◆ SET PROBLEM
Copy each line of the data below exactly, leaving out pictures.

※ ※ ※

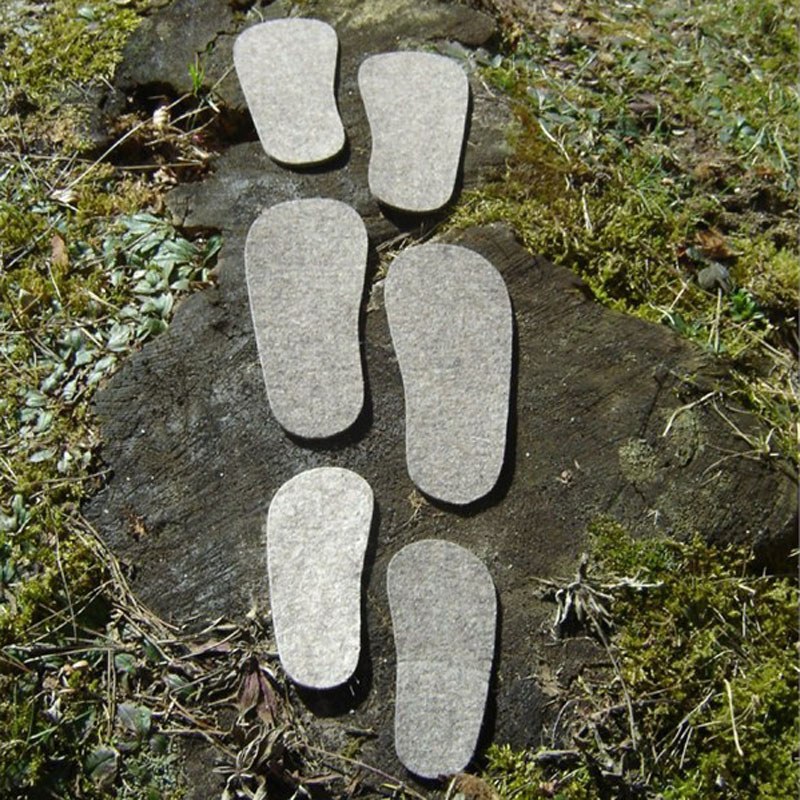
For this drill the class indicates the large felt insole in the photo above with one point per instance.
(318, 527)
(417, 108)
(287, 69)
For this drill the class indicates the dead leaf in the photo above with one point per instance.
(58, 252)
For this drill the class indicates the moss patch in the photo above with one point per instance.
(656, 145)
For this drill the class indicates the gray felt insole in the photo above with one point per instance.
(451, 323)
(318, 526)
(444, 607)
(287, 69)
(305, 262)
(417, 108)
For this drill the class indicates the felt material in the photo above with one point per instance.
(451, 323)
(444, 609)
(318, 526)
(287, 69)
(305, 262)
(417, 108)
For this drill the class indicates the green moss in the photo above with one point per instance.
(653, 140)
(708, 656)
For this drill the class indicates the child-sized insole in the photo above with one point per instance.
(417, 105)
(287, 69)
(451, 323)
(318, 527)
(444, 608)
(305, 262)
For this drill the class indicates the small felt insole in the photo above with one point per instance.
(451, 323)
(417, 105)
(318, 526)
(287, 69)
(444, 608)
(305, 262)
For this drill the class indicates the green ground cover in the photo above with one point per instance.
(627, 169)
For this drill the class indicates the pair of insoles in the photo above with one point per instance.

※ ※ ※

◆ ANSWER FOR THE TASK
For this drill the class indicates the large felt insole in the photo above with one point per instance.
(318, 527)
(417, 108)
(287, 69)
For this drill the class indicates the dead leaf in the photo above with one point per instance.
(58, 252)
For this drill the class indicates the moss patch in the photo above with one point per instance.
(656, 145)
For this drill the class indicates the gray felt insole in the photo above with one point per instance.
(451, 323)
(318, 526)
(444, 607)
(287, 69)
(305, 262)
(417, 108)
For this drill the class indicates the felt material in the photo above with one point per instance.
(451, 323)
(444, 609)
(318, 526)
(287, 69)
(305, 262)
(417, 108)
For this drill the class indicates the green moss in the photo above with one point per instance.
(653, 140)
(708, 656)
For this drill the class indicates the child-sized insole in the photo above with one point per instance.
(417, 105)
(287, 69)
(451, 323)
(318, 527)
(444, 608)
(305, 262)
For this drill the class indicates the small felt insole in the photo above with one point per instance.
(451, 323)
(417, 105)
(318, 526)
(287, 69)
(444, 608)
(305, 262)
For this drill the class indicates the green ground cover in the photo above with one point per instance.
(627, 169)
For this drill the class indicates the pair of insoles in the photo above with one point per instance.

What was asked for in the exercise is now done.